───── Bereitgestellter Text

"Teenager außer Kontrolle"

Erziehungslager als sinnvolles reformpädagogisches Konzept?


Seminararbeit, 2008

16 Seiten, Note: 1,3


Leseprobe


Gliederung

1 Einleitung

2 „Teenager außer Kontrolle – Letzter Ausweg wilder Westen“

3 Das „Boxcamp“

4 Einordnung der Konzeptionen in reformpädagogische Ideen
4.1 Die Charaktererziehung Foersters
4.2 Die Erlebnispädagogik
4.3 Die Landerziehungsheime Lietz’

5 Erziehungslager als reformpädagogisches Konzept? Eine kritische Reflexion

6 Fazit

7 Literaturangaben

1 Einleitung

„Kriminelle Jugendliche immer brutaler“ (Focus); „Alptraum Jugend - Wo gibt es Hilfe für kriminelle Jugendliche?“ (MDR); „Der finale Tritt des Teufelsmädchens“ (spiegel online); „Kriminelle Jugendliche - Ratlose Politiker“ (n-tv)

Die Zeitungen und Online-Magazine sind voll von Artikeln, die Überschriften wie diese tragen. Obwohl Jugendkriminalität durchaus kein neues Problem der modernen Gesellschaft ist, ist es zum momentanen Zeitpunkt eines der am brisantesten diskutierten Themen. Vor allem nach dem brutalen Überfall zweier Jugendlicher auf einen Rentner in der Münchener U-Bahnstation wird heftig darüber diskutiert, wie mit kriminellen Jugendlichen umgegangen werden soll.

──────────
───── Gesammelte Daten

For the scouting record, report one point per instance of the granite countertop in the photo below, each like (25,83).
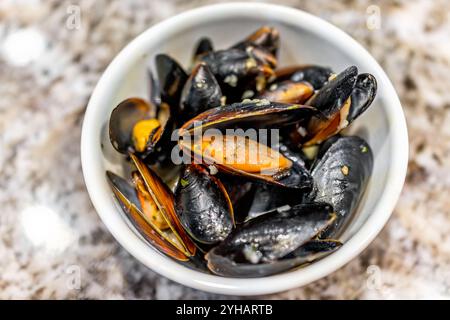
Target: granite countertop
(53,244)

──────────

* Zu erledigende Aufgaben:
**a.** Übersetze den folgenden Satz aus dem bereitgestellten Text ins Englische: „Die Zeitungen und Online-Magazine sind voll von Artikeln, die Überschriften wie diese tragen.“
**b.** Gib aus dem bereitgestellten Text den Abschnitt wortgetreu zurück, der bei „7 Literaturangaben“ beginnt und bei „umgegangen werden soll.“ endet.

* Ergebnisse in Reihenfolge:
**a.** The newspapers and online magazines are full of articles that carry headlines like these.

**b.**
7 Literaturangaben

1 Einleitung

„Kriminelle Jugendliche immer brutaler“ (Focus); „Alptraum Jugend - Wo gibt es Hilfe für kriminelle Jugendliche?“ (MDR); „Der finale Tritt des Teufelsmädchens“ (spiegel online); „Kriminelle Jugendliche - Ratlose Politiker“ (n-tv)

Die Zeitungen und Online-Magazine sind voll von Artikeln, die Überschriften wie diese tragen. Obwohl Jugendkriminalität durchaus kein neues Problem der modernen Gesellschaft ist, ist es zum momentanen Zeitpunkt eines der am brisantesten diskutierten Themen. Vor allem nach dem brutalen Überfall zweier Jugendlicher auf einen Rentner in der Münchener U-Bahnstation wird heftig darüber diskutiert, wie mit kriminellen Jugendlichen umgegangen werden soll.